Can you add 60 to every bounding-box coordinate in everything from the start of the rows down to the line containing "[324,187,749,551]", that line included, and write all of those lines out again with everything else unchanged?

Start of Material for the task

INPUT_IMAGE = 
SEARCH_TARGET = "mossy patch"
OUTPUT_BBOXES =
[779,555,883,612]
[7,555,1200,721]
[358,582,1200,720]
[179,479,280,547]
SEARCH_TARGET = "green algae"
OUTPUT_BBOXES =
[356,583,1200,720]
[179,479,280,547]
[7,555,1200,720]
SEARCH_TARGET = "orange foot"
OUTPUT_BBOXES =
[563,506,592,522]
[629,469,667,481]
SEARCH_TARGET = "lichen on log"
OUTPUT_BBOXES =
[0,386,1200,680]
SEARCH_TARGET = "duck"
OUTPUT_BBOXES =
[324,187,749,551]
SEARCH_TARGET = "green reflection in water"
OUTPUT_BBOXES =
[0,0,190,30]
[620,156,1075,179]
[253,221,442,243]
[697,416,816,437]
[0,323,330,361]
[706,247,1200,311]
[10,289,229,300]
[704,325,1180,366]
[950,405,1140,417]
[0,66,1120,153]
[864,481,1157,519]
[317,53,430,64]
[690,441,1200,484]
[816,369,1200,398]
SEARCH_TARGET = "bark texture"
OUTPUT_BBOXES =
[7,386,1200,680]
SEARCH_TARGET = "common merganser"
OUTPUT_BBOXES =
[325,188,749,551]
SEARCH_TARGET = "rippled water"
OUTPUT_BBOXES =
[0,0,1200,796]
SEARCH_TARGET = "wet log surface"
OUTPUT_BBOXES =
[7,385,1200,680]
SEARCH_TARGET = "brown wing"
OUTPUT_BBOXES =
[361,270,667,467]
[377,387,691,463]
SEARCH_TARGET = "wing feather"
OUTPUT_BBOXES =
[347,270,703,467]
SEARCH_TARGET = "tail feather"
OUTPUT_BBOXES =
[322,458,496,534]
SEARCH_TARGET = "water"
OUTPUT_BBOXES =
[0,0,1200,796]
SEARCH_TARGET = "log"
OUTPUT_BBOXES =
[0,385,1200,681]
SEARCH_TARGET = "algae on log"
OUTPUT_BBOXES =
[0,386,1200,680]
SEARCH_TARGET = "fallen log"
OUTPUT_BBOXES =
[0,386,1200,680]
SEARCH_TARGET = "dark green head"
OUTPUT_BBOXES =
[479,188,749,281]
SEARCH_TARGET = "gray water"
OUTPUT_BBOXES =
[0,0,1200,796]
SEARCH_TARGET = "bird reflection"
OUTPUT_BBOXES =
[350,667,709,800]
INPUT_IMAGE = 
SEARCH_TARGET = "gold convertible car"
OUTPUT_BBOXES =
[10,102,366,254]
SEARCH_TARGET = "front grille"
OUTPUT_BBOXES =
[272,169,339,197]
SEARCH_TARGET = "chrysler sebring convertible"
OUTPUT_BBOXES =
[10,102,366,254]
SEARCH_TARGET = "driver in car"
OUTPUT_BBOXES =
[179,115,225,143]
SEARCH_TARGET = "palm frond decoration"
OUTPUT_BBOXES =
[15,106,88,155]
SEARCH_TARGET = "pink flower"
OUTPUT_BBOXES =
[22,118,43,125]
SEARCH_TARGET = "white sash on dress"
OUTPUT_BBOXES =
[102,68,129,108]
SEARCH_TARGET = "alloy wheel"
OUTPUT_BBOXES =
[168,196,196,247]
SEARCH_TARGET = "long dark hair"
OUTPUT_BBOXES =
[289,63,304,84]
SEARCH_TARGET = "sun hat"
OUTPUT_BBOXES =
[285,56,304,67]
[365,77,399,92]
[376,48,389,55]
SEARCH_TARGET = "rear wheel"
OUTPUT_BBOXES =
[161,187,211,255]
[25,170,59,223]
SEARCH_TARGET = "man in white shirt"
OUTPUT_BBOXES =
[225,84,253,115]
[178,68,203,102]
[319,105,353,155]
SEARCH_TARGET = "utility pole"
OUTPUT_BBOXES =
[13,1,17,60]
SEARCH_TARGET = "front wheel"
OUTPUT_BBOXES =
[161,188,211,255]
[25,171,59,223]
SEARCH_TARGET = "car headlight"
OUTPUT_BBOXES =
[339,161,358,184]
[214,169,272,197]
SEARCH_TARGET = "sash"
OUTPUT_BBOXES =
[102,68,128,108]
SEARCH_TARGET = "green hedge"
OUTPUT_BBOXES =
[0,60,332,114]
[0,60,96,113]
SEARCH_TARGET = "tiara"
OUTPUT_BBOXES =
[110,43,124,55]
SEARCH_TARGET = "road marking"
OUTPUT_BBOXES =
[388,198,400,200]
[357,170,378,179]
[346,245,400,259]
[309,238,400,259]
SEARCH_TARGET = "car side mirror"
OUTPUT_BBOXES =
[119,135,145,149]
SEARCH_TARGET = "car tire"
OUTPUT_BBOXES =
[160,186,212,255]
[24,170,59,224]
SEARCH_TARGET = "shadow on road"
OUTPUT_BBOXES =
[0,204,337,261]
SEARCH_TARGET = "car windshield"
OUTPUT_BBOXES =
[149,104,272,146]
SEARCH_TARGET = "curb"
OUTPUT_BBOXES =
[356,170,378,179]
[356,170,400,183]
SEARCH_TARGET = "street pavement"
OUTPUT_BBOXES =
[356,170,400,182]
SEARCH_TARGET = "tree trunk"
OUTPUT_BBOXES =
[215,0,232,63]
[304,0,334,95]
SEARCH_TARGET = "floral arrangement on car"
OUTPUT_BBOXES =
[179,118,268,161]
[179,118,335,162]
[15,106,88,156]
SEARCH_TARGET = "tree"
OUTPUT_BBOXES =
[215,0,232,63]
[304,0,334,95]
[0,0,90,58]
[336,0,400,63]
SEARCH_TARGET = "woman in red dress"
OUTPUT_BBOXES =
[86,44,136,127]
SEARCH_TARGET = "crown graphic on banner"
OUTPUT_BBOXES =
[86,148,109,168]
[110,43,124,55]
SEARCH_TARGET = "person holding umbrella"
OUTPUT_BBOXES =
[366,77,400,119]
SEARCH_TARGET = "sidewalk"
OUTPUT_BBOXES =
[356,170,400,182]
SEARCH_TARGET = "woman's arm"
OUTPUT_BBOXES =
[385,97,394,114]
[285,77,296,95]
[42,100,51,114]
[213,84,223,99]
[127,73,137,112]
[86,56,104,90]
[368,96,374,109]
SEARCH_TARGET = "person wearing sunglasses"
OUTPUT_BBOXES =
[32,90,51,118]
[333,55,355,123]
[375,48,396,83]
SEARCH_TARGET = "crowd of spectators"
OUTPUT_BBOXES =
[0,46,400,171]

End of Material for the task

Output for this task
INPUT_IMAGE = 
SEARCH_TARGET = "mossy patch"
OUTPUT_BBOXES =
[839,615,943,672]
[67,615,1260,781]
[418,642,1260,780]
[239,539,340,607]
SEARCH_TARGET = "green algae"
OUTPUT_BBOXES =
[416,643,1260,780]
[239,539,340,607]
[67,615,1260,780]
SEARCH_TARGET = "orange foot"
OUTPUT_BBOXES =
[623,566,652,582]
[689,529,727,541]
SEARCH_TARGET = "lichen on log"
OUTPUT_BBOXES =
[60,446,1260,740]
SEARCH_TARGET = "duck"
OUTPUT_BBOXES =
[384,247,809,611]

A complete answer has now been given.